My project consists of a couple of dozen libraries I've written myself, all of which have passed functional testing (each library tested on its own). All libraries have passed all their tests, but the project itself is currently failing (full details listed in numerous other postings - but that's not the current question).

If it is an overflow issue, it's occurred to me that one of the factors is that when I test a library in isolation any overflow will probably effect unused memory, so won't get noticed. It's only when there are more objects in memory that an overflow is likely to corrupt something important. So, is there a technique where I can test just one library on it's own, and deliberately populate all the rest of the dynamic memory with some known value (set everything to NULL or FF). I can then run my tests on that one library, check that all the other memory values are unchanged, thereby confirming if anything in the library is causing corruption.

I think what I'm describing sounds like a nice idea, but i'm not sure there's a practical way of doing this.

Comment / suggestions please?

I don't know if that is possible, but I'm not sure that would help.
Perhaps it is better to check all source code again for buffer overflow.
If you use sprintf, you have to carefully calculate the maximum used buffer size.

When you combine a number of libraries, you might run out of memory soon, that would also result into overwritten memory.
Do you know how much ram is used ?

It's not a foolproof method because it will only detect whether a given piece of memory has ever been used, not whether it has been used for heap and stack at the same time.

The safest approach I can think of would be to avoid writing or using any code that allocates memory from the heap, write a guard word to the memory just above the heap, and check periodically whether the guard word has been overwritten. That won't detect corruption within memory used by the sketch (such as writing outside the bounds of an array) but would enable you to confirm that the stack and heap haven't collided. Not that you could rely on the sketch running well enough to tell you that they have collided if they have, but getting positive confirmation that they haven't would be valuable.

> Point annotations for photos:
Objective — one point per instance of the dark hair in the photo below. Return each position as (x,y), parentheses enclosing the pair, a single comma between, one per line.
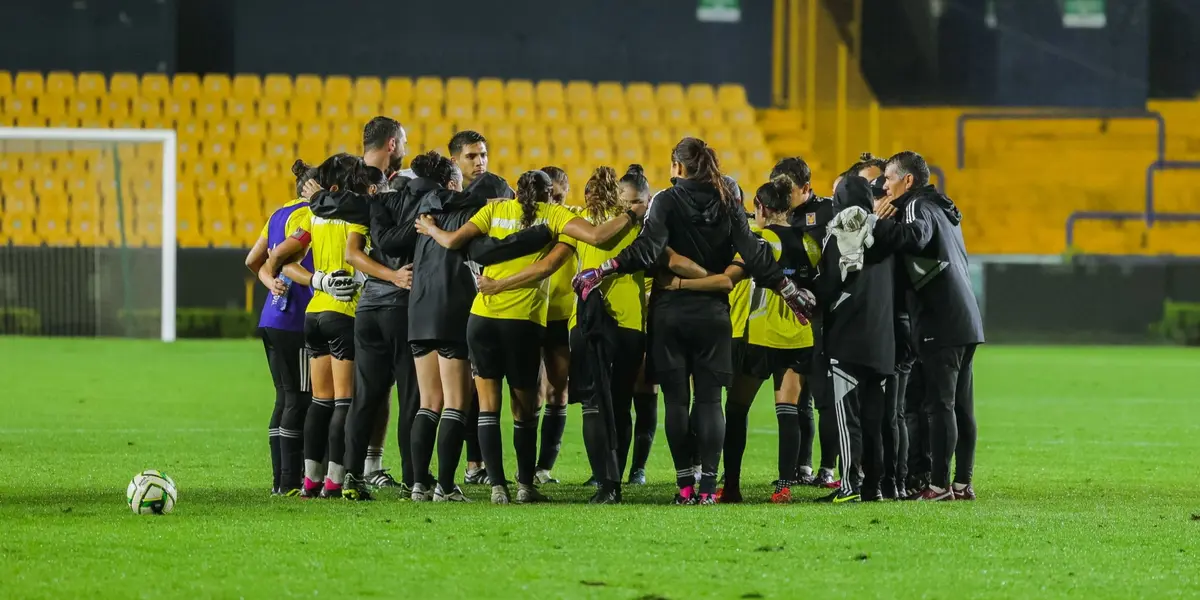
(795,168)
(304,172)
(601,193)
(433,166)
(700,163)
(463,138)
(911,163)
(635,177)
(557,177)
(378,131)
(775,195)
(533,186)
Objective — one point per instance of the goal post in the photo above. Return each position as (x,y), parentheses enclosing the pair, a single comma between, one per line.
(33,141)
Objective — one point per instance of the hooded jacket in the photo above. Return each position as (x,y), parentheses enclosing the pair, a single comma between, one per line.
(693,220)
(925,233)
(857,311)
(443,281)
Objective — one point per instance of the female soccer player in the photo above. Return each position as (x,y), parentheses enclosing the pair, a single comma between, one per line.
(329,322)
(281,327)
(701,219)
(779,347)
(505,330)
(556,352)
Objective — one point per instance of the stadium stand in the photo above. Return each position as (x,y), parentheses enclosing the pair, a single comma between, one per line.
(239,135)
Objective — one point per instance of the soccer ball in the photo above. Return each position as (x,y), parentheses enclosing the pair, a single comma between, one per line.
(151,492)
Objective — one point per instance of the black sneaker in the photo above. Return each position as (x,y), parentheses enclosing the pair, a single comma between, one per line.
(355,489)
(637,478)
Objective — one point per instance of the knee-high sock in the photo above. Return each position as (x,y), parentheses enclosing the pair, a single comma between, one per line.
(337,441)
(789,418)
(646,406)
(316,437)
(677,397)
(737,423)
(450,431)
(425,427)
(525,442)
(492,447)
(709,435)
(553,423)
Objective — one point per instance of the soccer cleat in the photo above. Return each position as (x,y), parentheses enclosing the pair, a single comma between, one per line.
(355,489)
(783,493)
(475,477)
(965,493)
(454,496)
(499,495)
(421,493)
(381,479)
(529,495)
(637,478)
(930,495)
(839,496)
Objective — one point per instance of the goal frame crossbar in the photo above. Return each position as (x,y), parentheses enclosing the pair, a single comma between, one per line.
(169,166)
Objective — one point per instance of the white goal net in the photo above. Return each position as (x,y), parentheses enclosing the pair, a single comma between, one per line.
(88,232)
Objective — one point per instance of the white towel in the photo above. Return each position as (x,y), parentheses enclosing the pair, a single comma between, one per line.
(852,228)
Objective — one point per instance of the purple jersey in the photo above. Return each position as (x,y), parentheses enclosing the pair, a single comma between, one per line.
(286,312)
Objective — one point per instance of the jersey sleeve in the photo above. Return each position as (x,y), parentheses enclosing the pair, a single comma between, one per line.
(483,220)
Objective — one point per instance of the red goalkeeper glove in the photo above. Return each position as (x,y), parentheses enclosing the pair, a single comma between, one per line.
(799,300)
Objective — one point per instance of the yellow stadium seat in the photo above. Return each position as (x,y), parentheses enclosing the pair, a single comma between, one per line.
(550,93)
(429,89)
(339,89)
(399,90)
(367,89)
(669,95)
(246,88)
(309,87)
(514,91)
(640,94)
(216,85)
(580,94)
(185,85)
(60,83)
(731,95)
(29,84)
(277,87)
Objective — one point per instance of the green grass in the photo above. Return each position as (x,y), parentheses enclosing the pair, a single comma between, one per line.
(1089,477)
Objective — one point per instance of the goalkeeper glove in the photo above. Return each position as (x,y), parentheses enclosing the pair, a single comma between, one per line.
(589,279)
(340,285)
(799,300)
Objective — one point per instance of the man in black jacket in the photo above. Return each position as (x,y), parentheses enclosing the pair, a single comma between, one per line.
(928,239)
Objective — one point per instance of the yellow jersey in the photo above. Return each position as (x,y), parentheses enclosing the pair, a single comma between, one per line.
(624,295)
(772,323)
(501,220)
(328,247)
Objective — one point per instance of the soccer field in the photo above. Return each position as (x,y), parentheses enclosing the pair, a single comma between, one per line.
(1089,477)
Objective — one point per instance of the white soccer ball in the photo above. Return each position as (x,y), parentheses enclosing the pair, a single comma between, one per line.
(151,492)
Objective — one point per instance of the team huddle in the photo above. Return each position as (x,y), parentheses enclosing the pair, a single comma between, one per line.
(445,282)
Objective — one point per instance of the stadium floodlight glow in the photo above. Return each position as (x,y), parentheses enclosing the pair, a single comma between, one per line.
(165,137)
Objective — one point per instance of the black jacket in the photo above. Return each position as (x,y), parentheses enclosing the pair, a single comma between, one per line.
(691,219)
(858,316)
(443,281)
(928,238)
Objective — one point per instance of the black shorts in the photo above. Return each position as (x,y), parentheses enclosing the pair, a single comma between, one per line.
(447,349)
(557,334)
(691,343)
(329,334)
(287,358)
(505,349)
(762,363)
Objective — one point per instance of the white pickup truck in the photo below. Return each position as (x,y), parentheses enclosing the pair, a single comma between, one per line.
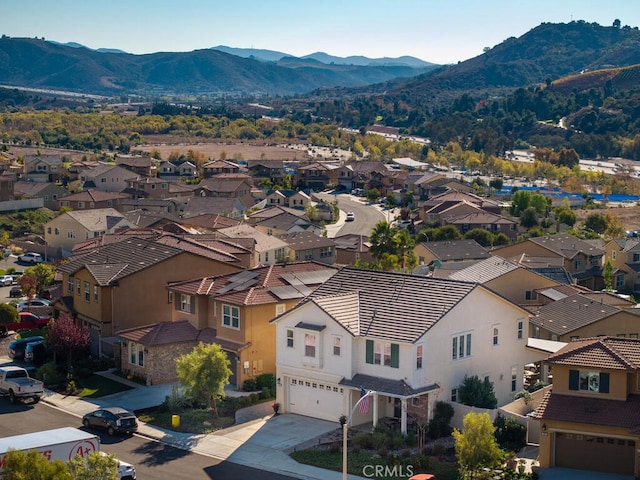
(16,382)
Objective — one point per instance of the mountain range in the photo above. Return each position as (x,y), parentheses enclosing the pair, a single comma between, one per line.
(545,53)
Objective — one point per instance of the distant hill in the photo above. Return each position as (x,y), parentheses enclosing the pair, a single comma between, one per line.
(35,63)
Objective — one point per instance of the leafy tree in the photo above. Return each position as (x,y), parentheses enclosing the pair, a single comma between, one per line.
(204,373)
(482,236)
(95,467)
(382,239)
(19,465)
(44,274)
(476,445)
(67,339)
(477,393)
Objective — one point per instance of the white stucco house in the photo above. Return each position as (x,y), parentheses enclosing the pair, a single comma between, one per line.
(410,339)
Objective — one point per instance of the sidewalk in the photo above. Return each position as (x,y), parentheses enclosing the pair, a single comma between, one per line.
(259,439)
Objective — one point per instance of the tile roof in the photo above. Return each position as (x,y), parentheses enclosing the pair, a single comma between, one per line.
(398,388)
(391,305)
(570,313)
(264,287)
(591,411)
(457,250)
(566,245)
(614,353)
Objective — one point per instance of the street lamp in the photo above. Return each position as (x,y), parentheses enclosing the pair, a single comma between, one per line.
(345,427)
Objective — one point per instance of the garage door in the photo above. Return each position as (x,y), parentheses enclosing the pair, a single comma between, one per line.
(315,399)
(603,454)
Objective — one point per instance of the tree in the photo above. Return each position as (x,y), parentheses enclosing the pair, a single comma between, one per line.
(67,339)
(382,239)
(95,467)
(476,445)
(477,393)
(19,465)
(204,373)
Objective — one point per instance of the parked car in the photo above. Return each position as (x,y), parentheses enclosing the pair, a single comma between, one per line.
(34,302)
(15,292)
(30,257)
(18,347)
(37,352)
(113,419)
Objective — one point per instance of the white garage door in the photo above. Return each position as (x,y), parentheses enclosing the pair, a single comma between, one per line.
(315,399)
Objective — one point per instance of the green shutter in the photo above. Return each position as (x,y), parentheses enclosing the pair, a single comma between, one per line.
(369,354)
(395,355)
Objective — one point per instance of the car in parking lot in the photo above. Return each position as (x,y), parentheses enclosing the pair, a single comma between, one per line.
(112,419)
(30,257)
(24,305)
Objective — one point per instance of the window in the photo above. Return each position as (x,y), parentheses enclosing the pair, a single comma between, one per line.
(383,353)
(230,316)
(309,345)
(588,381)
(337,346)
(520,329)
(186,304)
(461,346)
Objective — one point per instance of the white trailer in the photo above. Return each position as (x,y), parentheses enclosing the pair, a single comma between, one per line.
(60,443)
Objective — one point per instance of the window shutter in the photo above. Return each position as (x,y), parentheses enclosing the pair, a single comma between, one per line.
(395,355)
(369,354)
(574,379)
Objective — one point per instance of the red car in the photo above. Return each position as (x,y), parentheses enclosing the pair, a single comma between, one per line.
(28,321)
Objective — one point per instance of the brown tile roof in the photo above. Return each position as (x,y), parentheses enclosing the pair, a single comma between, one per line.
(591,411)
(614,353)
(263,287)
(388,305)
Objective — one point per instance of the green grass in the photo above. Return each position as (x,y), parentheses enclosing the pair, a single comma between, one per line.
(97,386)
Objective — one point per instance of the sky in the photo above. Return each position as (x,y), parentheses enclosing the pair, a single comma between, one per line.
(437,31)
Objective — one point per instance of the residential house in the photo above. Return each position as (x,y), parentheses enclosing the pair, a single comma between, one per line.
(409,339)
(122,285)
(580,316)
(352,248)
(316,176)
(624,255)
(590,420)
(50,193)
(106,177)
(215,167)
(64,231)
(582,260)
(233,310)
(307,246)
(227,185)
(91,198)
(267,249)
(42,168)
(513,282)
(288,198)
(438,253)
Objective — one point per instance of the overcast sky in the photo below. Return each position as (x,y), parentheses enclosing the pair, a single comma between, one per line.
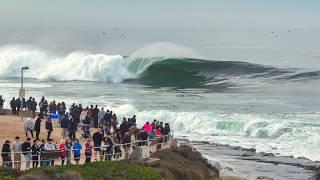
(164,13)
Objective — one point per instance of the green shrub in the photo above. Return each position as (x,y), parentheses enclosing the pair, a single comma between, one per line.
(101,170)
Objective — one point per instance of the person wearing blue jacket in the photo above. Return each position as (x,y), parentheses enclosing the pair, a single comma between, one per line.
(49,127)
(77,151)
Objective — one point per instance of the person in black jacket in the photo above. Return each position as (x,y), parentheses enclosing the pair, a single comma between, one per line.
(124,127)
(35,149)
(64,123)
(6,154)
(97,140)
(166,131)
(1,105)
(26,148)
(18,106)
(49,127)
(33,107)
(72,127)
(37,126)
(95,116)
(13,106)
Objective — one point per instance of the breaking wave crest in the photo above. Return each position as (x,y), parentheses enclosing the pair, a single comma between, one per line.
(154,71)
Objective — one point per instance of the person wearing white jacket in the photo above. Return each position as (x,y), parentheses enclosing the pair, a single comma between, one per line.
(28,126)
(101,117)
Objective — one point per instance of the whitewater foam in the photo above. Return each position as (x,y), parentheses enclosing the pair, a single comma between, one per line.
(279,133)
(74,66)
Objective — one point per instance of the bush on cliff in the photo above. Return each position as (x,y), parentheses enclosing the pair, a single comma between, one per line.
(106,170)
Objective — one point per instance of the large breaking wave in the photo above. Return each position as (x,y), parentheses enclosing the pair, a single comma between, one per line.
(154,71)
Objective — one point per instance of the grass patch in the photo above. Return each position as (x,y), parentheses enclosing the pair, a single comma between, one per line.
(107,170)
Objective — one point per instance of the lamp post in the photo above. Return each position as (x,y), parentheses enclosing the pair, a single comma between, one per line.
(22,91)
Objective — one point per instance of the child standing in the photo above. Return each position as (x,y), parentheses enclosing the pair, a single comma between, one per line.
(88,151)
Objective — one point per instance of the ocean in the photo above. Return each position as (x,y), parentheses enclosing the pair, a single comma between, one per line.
(251,88)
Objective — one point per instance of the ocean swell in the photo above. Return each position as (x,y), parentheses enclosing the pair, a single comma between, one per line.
(153,71)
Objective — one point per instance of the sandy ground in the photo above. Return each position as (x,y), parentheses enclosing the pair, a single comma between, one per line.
(11,126)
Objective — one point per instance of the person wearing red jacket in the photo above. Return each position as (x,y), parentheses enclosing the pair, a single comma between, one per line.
(63,153)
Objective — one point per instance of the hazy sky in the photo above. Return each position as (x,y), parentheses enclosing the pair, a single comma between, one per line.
(174,13)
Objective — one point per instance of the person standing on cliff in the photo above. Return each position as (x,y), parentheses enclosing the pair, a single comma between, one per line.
(18,106)
(13,106)
(6,154)
(1,105)
(95,116)
(26,148)
(16,148)
(33,107)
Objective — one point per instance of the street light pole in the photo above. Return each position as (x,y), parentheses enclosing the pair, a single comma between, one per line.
(22,91)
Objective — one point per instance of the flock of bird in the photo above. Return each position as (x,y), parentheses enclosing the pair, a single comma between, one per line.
(277,35)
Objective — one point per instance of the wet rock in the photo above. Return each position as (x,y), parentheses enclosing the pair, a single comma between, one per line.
(228,169)
(269,154)
(303,158)
(152,162)
(252,150)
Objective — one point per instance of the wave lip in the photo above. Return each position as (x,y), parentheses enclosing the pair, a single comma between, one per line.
(151,71)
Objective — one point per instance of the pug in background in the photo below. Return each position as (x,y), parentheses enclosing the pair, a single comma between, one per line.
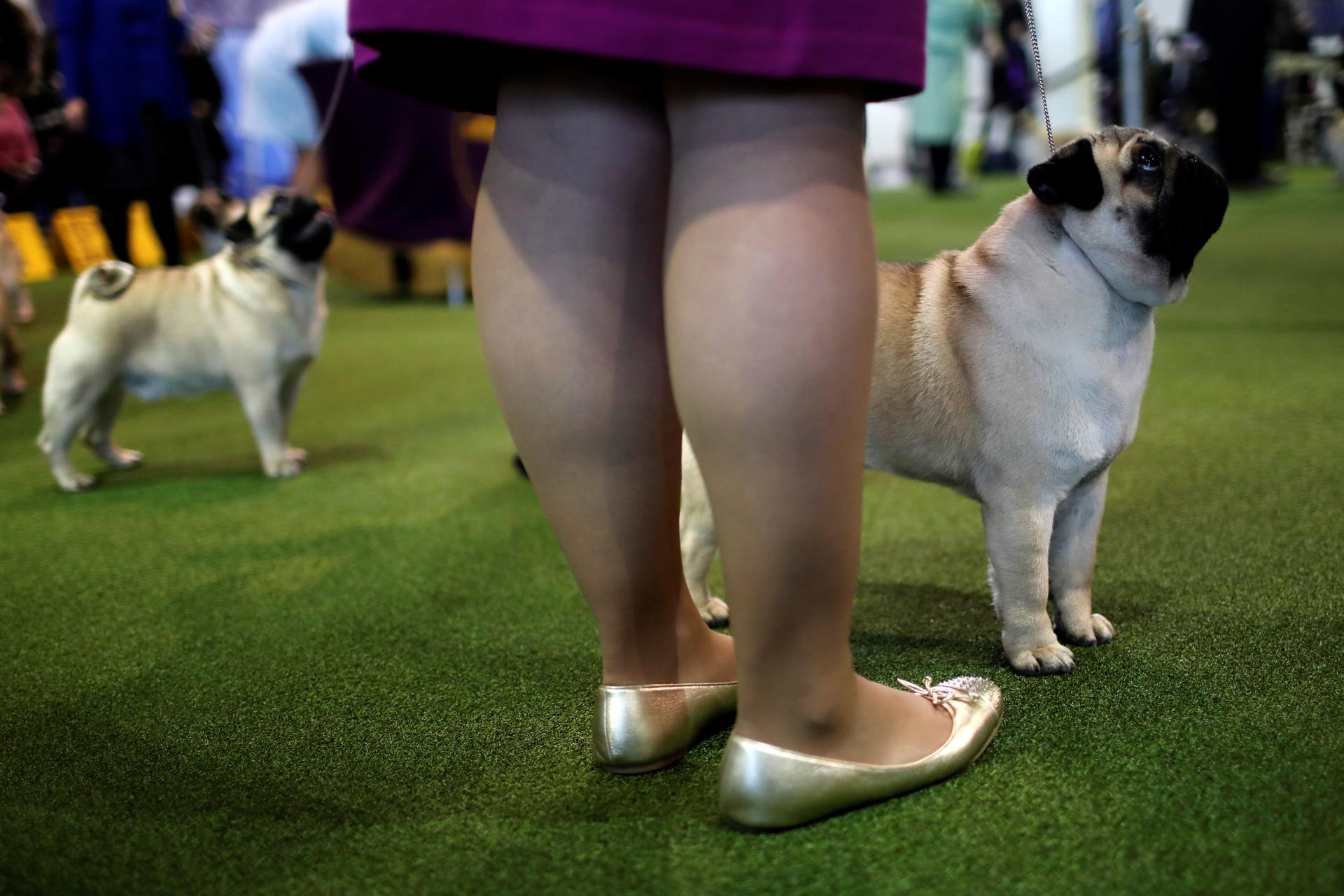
(249,318)
(1014,371)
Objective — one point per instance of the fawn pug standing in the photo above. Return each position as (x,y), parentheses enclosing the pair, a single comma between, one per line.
(1014,371)
(249,318)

> DO THIS:
Reproduce the passage of the memory overflow text above, starting with "Perhaps it is" and going on through "used buffer size.".

> WRITTEN RESPONSE:
Perhaps it is better to check all source code again for buffer overflow.
If you use sprintf, you have to carefully calculate the maximum used buffer size.